_Written instruction_: Reproduce nothing but the closing run of lines: the line with "Kindly place a point on the yellow cup" and each line that follows it to the end of the data.

(Location labeling records)
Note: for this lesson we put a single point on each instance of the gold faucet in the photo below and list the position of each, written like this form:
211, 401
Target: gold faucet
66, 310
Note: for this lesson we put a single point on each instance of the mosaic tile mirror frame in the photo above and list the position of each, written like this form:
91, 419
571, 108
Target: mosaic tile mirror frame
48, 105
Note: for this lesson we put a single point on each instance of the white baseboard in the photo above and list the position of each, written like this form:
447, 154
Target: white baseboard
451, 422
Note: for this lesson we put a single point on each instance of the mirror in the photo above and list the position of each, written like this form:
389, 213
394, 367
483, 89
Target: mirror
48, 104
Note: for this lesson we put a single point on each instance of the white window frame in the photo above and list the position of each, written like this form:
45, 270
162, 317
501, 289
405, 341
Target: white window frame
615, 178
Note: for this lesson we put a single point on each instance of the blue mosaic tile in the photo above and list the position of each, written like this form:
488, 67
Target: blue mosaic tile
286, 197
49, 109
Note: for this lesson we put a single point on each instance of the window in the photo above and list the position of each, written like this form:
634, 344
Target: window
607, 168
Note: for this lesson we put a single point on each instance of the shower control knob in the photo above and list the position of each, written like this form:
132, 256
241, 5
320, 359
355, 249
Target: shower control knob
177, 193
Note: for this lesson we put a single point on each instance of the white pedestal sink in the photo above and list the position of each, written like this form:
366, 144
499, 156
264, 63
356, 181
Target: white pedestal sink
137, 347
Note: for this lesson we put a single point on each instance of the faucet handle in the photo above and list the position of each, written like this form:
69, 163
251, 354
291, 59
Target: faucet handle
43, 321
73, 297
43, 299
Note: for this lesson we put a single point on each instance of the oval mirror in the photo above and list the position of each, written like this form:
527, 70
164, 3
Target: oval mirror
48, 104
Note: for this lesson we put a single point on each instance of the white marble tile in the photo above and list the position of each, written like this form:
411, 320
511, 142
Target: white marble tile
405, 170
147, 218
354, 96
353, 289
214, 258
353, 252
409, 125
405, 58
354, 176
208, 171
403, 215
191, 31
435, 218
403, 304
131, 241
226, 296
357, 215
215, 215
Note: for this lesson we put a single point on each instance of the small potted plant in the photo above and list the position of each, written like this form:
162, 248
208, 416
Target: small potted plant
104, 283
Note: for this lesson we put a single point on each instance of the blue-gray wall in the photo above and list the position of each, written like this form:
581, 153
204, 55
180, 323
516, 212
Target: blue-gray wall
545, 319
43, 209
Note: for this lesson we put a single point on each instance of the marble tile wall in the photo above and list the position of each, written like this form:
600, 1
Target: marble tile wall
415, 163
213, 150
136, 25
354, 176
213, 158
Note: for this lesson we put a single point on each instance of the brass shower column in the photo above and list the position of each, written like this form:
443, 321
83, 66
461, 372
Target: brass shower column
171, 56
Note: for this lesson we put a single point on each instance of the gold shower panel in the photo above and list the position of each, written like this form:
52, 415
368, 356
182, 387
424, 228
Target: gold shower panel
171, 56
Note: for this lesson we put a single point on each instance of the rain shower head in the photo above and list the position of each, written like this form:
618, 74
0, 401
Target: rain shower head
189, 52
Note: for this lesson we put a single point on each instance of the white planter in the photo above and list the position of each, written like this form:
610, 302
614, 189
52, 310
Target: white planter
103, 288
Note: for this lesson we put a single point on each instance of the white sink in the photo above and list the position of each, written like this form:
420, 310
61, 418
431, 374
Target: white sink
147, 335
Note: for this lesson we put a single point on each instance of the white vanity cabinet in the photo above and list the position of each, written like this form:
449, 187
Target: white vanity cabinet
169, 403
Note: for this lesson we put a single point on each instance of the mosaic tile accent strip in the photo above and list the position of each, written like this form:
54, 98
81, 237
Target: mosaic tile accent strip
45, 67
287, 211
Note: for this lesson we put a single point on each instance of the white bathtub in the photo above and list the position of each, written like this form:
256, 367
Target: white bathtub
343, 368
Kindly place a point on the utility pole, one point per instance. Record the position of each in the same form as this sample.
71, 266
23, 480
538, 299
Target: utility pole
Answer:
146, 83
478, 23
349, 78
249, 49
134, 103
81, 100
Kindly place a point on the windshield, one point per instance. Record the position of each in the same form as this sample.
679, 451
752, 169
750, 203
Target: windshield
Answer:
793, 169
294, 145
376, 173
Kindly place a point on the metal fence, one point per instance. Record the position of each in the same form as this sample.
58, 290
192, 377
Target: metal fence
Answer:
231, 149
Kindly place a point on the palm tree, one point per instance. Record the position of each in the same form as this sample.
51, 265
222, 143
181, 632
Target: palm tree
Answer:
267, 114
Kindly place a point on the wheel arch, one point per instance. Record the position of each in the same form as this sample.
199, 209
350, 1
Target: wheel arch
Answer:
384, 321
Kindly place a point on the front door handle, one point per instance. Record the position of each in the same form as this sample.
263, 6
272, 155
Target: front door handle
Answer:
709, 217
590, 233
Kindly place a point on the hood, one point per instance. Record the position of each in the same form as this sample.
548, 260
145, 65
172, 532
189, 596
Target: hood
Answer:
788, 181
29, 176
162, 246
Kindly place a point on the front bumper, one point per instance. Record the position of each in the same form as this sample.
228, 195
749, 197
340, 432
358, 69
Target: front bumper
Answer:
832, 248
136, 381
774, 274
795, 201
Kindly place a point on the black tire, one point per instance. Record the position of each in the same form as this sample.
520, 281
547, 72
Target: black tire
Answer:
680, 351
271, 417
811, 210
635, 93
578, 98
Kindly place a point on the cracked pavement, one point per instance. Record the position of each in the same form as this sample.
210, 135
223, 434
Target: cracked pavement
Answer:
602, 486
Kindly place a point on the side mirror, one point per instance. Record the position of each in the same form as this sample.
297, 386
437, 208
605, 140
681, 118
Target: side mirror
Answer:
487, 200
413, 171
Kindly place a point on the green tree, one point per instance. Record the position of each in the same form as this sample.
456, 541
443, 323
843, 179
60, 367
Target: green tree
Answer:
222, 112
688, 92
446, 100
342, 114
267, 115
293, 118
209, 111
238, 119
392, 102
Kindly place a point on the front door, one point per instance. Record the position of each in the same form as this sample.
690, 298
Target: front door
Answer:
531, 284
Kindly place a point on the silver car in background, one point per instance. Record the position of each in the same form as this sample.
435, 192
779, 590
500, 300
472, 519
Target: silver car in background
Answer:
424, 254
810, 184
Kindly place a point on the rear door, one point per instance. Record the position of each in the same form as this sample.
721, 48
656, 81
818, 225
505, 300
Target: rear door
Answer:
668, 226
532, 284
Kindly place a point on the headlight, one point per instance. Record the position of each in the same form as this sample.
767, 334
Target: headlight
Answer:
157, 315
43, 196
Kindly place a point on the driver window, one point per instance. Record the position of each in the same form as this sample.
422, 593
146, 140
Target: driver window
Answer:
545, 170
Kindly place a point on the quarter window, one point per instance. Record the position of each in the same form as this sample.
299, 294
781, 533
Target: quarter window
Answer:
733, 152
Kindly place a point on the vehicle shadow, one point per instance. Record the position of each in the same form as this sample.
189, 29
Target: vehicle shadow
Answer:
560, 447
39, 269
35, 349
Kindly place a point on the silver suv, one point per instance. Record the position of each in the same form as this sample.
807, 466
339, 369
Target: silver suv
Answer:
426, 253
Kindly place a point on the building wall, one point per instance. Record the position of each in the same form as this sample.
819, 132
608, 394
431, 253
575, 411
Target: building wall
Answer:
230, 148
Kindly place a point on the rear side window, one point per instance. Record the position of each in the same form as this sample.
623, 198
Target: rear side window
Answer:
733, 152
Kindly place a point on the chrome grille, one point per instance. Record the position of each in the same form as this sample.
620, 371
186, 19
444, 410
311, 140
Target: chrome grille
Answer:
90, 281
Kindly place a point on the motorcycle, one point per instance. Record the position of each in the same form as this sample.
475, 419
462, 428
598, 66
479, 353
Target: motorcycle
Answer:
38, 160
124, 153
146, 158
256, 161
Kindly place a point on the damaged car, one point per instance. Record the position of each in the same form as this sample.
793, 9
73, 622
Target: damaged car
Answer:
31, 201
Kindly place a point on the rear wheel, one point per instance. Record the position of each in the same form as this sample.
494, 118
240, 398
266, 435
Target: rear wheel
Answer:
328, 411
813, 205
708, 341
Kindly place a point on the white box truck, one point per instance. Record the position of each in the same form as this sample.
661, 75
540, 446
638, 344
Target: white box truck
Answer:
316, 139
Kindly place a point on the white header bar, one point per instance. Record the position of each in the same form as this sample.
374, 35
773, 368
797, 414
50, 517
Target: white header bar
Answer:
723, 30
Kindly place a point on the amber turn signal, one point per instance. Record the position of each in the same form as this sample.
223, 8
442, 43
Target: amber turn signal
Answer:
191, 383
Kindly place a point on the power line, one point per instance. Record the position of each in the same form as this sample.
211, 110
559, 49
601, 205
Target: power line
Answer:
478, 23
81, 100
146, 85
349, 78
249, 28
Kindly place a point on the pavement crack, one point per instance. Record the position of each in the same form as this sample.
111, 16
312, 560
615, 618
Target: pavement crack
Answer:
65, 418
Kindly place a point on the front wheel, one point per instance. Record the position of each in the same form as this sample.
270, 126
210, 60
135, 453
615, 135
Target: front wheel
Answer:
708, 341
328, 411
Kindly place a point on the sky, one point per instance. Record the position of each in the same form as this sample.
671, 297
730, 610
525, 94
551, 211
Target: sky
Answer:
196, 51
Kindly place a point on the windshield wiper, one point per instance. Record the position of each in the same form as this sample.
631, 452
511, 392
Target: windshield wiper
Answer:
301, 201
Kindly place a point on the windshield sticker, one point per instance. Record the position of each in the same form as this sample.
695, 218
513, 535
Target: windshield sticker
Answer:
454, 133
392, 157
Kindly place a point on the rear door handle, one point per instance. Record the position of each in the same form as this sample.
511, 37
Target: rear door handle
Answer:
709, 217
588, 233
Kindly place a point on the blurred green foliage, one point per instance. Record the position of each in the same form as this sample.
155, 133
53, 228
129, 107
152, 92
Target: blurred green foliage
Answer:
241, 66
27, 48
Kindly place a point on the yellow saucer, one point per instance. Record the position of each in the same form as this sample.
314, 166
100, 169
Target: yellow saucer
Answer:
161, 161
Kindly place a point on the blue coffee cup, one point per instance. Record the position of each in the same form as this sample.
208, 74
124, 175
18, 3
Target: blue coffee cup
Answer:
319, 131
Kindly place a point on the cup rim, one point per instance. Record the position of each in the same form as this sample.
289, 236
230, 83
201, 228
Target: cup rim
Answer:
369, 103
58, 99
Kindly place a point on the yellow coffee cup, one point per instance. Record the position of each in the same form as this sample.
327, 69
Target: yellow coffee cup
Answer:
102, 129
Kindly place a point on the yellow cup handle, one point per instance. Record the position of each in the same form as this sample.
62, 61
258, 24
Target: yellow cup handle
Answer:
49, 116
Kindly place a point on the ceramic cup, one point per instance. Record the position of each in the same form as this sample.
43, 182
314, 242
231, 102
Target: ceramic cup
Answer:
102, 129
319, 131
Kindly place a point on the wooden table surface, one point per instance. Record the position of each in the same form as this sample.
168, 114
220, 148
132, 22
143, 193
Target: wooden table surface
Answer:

_Reply to the task_:
Kindly place a point on the yellow cup handle, one point per instance. Record the position of each in the same form as this sample.
62, 61
258, 24
Target: yellow cup handle
Answer:
49, 116
Kindly place a point on the ceramic cup, one point per instance. Record the position of each in the same form as this sample.
43, 182
314, 242
231, 102
Target: ceramic cup
Answer:
102, 129
319, 131
Kindly place a point on the wooden table surface, one point per instance. Record the position of each in the same form as this sample.
168, 114
220, 148
132, 22
143, 193
Target: wooden table surface
Answer:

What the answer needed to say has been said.